» **SET OF TASKS**
1) Answer these questions from the memoir below about growing up with Belinda and the other sisters, one line each, marked (a), (b) and (c):
(a) What kind of musician was Dad?
(b) How many years older than the narrator was Belinda?
(c) Who taught the narrator to dance?
2) Write a continuation of the memoir below about growing up with Belinda, beginning right after its final sentence.

=== EXERCISE PASSAGE ===

I grew up in a home teeming with women; my Dad, Mickey, and I were the only males living with my mother and four female siblings.
One of my sisters, Belinda, was ten years older than I was, which afforded me a certain exposure to culture, music, history and art. Dad was a jazz musician and an avid lover of big-band era music, as well as the blues. Belinda, meanwhile, introduced me to the British Invasion: the Beatles, the Rolling Stones, etc., and quite a few 1960s flower child bands. She even got lucky enough to “make the scene” (so to speak) at the original Woodstock concert. Plus, she took me to art exhibits, museums, and so on.
Once, Belinda took me to a high-end store of very plush and beautiful things. She took one look back at me as we entered the store and said, “Maybe you outta just stand right there until I’m done.” It was obvious she feared I might accidentally break something. However, Belinda was also unaware of my being taught to dance by our youngest sibling, Michelle. I glided effortlessly down the opening of the storefront, twirling as I went, and came to a dead stop within an inch of a spectacularly shaped crystal vase, tapping it with my finger and catching it just before it hit the floor. Man, she was mad!

=== SUPPLIED INFORMATION ===

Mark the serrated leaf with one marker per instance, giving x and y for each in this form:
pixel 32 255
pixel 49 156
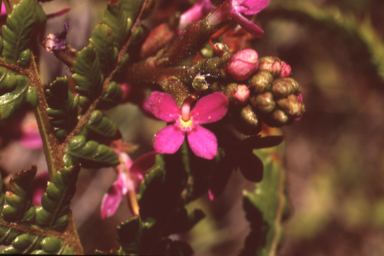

===

» **RESPONSES BY ITEM NUMBER**
1)
(a) A jazz musician.
(b) Ten years.
(c) Michelle, the youngest sibling.

2)
Then came Karen and Denise, both within two-and-a-half years of my own age. We were closer in our ’70s cultural appreciation—for example rock bands like the Eagles and the Steve Miller Band. I recall when I was about to begin middle school my mother took me shopping for clothes she felt would be appropriate. Upon entering the house, when we breached the front foyer, she asked Karen and Denise, “Well, what do you two think?” They simultaneously replied, “Mother, you’ll not get our little brother killed in junior high.” With that, they gathered the clothing and receipts, took me back to the shopping mall, exchanged the clothes our mother had bought and proceeded to give me a makeover. When we arrived back home my mother’s first reply was, “He looks like a hoodlum!” Literally, my sisters had dressed me up like Marlon Brando, in The Wild One. “That’s the idea, Mother,” Karen said.
Over the time we spent together, my sisters imbued me with a sensitivity that I didn’t always know I was capable of. As I mentioned, Michelle gave me a love for dancing and also for poetry. I’ve written at least twenty poems over my lifetime, but only one was ever published. I still try to dance, despite being close to sixty years old and suffering with osteoarthritis. (Truth is I’m not as graceful as I once was in that store). And my mother, fondly nicknamed “Jet” by her dad, together with my Aunt Miriam used to get a kick out of coaxing me to imitate Elvis Presley (mom’s favorite). I’d break out with “Jailhouse Rock” or perhaps “Love Me Tender.” Out of all this and more, I became eclectically knowledgeable and developed a great passion for all things, especially a love of our human race.
Alas, my devoted mother and my sister Belinda both succumbed to breast and ovarian cancer from the BRCA gene. Now my little sister Michelle is fighting her own battle with these cancers.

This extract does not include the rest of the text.